START GIVEN DATA

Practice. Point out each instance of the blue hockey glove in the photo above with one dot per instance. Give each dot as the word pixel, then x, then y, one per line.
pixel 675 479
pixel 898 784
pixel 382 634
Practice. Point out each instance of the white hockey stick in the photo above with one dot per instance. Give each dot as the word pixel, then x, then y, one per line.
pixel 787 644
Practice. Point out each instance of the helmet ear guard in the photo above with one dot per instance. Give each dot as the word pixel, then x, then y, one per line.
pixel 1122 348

END GIVEN DATA

▶ EXERCISE PROMPT
The answer is every entry, copied word for word.

▶ SOLUTION FOR THIS PROBLEM
Practice. Point out each instance of the blue hockey glove in the photo above with one dot per instance. Give each dot as the word pixel, then x, then y, one per line.
pixel 675 479
pixel 898 784
pixel 382 634
Practice. Point out each instance of the white hockey stick in the photo above with one dot per instance. Give each dot as the word pixel, then x, then y, one per line.
pixel 787 644
Practice. Point out each instance of the helmet ear guard in the photo above with one dot per instance. Give each dot as the word pixel, then x, then y, one per line.
pixel 1122 348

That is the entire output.